DATASET CONTENT:
■ ■ ■ ■
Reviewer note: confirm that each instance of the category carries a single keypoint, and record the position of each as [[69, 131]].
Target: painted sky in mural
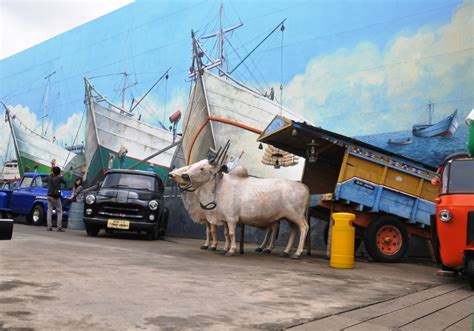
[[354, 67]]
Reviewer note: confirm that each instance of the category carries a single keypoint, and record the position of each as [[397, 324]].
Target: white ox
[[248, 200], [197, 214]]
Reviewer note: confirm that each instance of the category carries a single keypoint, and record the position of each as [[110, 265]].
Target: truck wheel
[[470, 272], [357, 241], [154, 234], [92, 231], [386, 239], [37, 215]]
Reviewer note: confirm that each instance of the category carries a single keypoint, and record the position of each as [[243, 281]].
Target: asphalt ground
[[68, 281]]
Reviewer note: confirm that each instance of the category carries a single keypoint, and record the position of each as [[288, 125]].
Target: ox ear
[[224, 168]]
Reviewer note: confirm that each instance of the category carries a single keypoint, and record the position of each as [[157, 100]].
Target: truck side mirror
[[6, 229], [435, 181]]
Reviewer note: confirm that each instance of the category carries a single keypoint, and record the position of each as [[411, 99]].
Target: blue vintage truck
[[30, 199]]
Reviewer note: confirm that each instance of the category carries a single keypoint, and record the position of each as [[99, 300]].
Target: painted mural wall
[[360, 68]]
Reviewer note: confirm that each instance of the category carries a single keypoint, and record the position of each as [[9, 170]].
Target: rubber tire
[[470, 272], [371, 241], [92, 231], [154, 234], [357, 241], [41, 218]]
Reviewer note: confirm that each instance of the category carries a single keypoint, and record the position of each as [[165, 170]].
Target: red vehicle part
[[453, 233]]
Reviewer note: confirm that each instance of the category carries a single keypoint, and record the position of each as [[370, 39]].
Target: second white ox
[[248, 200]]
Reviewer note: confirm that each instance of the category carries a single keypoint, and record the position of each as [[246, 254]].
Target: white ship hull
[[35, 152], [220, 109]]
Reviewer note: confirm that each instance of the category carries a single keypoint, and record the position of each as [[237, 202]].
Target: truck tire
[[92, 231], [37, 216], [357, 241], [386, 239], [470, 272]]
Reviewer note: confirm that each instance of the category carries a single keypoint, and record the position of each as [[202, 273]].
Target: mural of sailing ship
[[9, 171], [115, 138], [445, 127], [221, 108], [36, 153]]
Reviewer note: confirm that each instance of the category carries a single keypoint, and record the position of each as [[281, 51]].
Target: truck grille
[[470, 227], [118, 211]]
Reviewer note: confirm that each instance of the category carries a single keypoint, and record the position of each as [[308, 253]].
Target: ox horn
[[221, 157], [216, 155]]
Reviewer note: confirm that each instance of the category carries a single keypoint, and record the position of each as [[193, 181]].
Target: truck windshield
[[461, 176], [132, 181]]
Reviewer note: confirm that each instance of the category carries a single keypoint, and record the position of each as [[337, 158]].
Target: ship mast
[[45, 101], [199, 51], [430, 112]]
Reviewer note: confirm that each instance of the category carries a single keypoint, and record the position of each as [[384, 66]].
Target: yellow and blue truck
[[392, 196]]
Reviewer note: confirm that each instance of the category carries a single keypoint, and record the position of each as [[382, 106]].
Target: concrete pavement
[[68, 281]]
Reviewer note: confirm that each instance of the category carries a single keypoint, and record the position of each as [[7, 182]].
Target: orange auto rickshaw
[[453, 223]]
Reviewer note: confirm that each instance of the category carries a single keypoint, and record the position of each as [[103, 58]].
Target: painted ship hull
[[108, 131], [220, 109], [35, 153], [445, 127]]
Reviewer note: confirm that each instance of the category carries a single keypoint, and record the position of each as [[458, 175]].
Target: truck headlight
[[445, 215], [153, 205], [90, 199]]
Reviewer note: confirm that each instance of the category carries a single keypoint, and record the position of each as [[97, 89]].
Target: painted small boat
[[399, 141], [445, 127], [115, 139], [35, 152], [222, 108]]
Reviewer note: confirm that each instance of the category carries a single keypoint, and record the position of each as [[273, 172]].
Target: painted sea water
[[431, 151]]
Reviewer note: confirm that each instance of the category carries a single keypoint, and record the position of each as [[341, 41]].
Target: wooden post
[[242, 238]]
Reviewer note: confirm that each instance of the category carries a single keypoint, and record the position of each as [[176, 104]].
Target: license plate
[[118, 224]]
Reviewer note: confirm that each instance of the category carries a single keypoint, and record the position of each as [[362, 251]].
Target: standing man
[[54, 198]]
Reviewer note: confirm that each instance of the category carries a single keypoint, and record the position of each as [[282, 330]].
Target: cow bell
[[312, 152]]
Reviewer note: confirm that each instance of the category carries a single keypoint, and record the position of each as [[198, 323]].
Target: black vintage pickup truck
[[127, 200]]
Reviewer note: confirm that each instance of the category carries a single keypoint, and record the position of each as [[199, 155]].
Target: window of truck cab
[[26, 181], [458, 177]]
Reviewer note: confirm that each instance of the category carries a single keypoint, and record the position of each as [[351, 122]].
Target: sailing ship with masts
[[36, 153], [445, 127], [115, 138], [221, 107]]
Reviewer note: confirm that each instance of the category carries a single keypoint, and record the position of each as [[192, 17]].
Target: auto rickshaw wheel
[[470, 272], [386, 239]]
■ ■ ■ ■
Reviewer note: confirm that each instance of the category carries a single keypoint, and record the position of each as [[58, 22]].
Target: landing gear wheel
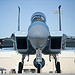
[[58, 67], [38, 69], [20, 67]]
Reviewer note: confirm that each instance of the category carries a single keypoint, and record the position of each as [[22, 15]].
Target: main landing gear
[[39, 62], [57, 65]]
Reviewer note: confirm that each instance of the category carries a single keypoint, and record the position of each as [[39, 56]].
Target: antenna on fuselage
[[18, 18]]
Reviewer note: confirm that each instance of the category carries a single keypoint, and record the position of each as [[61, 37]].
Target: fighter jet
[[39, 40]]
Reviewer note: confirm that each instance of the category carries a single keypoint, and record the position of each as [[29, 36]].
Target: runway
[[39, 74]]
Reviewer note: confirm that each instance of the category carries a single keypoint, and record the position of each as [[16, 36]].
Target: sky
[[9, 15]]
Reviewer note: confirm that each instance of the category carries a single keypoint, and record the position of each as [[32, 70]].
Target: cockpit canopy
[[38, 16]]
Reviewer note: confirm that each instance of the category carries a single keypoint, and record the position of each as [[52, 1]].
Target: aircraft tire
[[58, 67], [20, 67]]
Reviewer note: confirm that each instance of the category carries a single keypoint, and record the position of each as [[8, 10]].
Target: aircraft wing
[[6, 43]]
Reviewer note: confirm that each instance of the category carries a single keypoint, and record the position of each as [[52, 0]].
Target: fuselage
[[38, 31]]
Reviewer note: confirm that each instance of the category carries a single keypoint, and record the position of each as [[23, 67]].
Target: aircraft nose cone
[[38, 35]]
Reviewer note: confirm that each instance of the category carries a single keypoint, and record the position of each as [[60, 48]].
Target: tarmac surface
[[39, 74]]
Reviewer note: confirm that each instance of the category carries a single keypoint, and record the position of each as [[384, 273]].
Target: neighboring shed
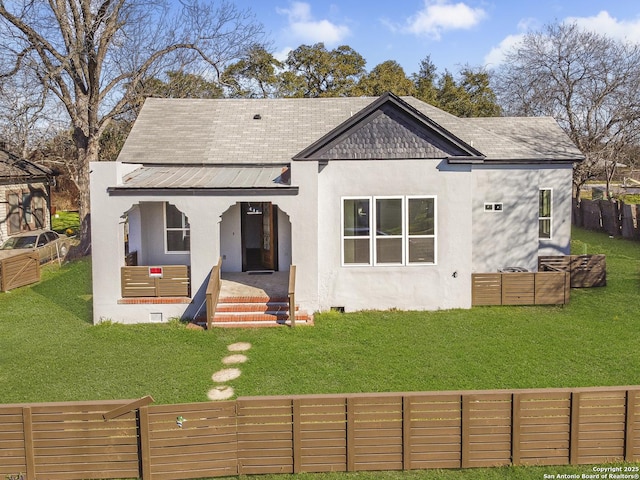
■ ■ ■ ■
EXERCISE AIM:
Copy out the entries between the lines holding "as [[69, 131]]." and "239], [37, 215]]", inclusive, keeping their requests, and shift every point coordinate in the answers by adding 112 to each number. Leave the pictures out.

SOLVED PROBLEM:
Reviewer note: confirm that each instance of the category carries a single keypoint, and record the position of each as [[69, 131]].
Target: painted sky in mural
[[466, 179]]
Reviewer note: confirm that each instance of the category carries a single keypoint, and record the position of each as [[397, 324]].
Target: white ox
[[360, 312], [309, 326]]
Reviewer note: confirm that each instance of the category carries a single keypoint, and record the position of each as [[110, 265]].
Target: truck wheel
[[582, 384], [469, 353], [266, 346], [204, 343], [498, 351], [149, 327]]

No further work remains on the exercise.